Task description
Rewrite the stretch from the line containing "Question. The picture above shows the concrete" through the end of the data, switching "lamp post" to "light pole" and changing nothing else.

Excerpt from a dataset
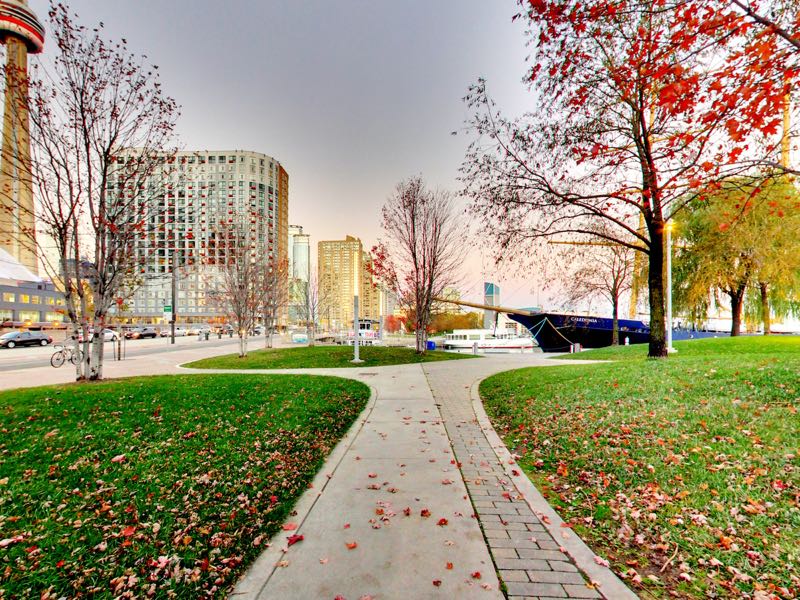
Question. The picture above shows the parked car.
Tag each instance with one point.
(24, 338)
(179, 332)
(199, 330)
(140, 333)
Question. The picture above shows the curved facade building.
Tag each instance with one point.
(21, 33)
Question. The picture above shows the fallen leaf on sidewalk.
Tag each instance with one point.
(601, 561)
(293, 539)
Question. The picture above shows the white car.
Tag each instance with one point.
(179, 332)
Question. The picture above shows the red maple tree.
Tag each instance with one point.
(643, 106)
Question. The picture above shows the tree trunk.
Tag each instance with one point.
(736, 297)
(764, 288)
(96, 361)
(655, 280)
(76, 346)
(269, 332)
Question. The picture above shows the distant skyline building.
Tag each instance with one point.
(491, 297)
(197, 193)
(299, 253)
(21, 33)
(343, 267)
(299, 246)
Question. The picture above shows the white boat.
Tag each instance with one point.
(487, 340)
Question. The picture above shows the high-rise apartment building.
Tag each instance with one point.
(22, 34)
(196, 194)
(343, 267)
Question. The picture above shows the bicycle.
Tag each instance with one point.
(65, 353)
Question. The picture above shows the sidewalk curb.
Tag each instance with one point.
(253, 581)
(609, 586)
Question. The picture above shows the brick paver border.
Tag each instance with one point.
(535, 557)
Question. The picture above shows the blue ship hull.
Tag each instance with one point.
(557, 332)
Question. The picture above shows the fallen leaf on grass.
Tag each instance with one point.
(8, 541)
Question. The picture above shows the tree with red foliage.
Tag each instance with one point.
(643, 107)
(101, 128)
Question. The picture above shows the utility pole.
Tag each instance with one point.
(356, 358)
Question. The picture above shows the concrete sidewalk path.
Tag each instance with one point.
(422, 500)
(393, 519)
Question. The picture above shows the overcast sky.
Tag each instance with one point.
(351, 96)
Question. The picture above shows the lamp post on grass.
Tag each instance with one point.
(356, 358)
(669, 287)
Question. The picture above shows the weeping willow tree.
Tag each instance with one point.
(741, 243)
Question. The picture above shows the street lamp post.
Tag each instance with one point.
(174, 297)
(669, 287)
(356, 358)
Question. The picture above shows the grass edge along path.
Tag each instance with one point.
(323, 357)
(684, 473)
(157, 486)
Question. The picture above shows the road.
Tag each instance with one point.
(25, 367)
(37, 356)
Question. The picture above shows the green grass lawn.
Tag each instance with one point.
(322, 357)
(158, 486)
(684, 473)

Solution to this exercise
Question. The picture above shows the concrete sidewalk path.
Tag each instance with one point.
(422, 500)
(393, 519)
Question. The picture above shows the overcast sky.
Tag each instance with one point.
(351, 96)
Question. The picture above shows the light pole on grass.
Tag each instance with one point.
(356, 358)
(669, 287)
Question. The picture above shows the weeping willow tree.
Tag each instance with one point.
(741, 243)
Question. The picture above shows the street light pole.
Tag each instance with one point.
(174, 297)
(669, 287)
(356, 358)
Question. The picture above shows the grass edge along path.
Tag each instance with one point.
(323, 357)
(684, 473)
(157, 486)
Question. The picture above shows the road.
Tag each instance with one point.
(25, 367)
(37, 356)
Question. The picture above shows the green grass lawn.
Tag each instance with one point.
(322, 357)
(158, 486)
(684, 473)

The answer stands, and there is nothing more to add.